━━ Entries provided ━━

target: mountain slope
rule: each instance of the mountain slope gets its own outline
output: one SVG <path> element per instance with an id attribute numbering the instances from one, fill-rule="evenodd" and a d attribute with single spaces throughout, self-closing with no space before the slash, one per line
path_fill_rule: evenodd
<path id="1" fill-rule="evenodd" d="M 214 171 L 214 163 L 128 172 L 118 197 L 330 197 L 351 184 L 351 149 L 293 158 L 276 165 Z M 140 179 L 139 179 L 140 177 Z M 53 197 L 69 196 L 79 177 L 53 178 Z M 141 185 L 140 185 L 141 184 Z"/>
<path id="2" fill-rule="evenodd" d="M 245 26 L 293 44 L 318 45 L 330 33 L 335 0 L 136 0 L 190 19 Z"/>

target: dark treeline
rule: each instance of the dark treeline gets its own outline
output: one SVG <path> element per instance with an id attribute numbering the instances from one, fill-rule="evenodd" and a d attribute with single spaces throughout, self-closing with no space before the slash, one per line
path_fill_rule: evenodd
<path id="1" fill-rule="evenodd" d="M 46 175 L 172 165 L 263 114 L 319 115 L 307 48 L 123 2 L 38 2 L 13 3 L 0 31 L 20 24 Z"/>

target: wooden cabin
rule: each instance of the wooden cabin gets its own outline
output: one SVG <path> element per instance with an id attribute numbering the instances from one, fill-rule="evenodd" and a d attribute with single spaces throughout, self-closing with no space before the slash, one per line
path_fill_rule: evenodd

━━━

### [What to work on]
From the records above, pull out each line that contains the word "wooden" and copy it unchanged.

### [Written reply]
target: wooden cabin
rule: each instance of the wooden cabin gets its own outline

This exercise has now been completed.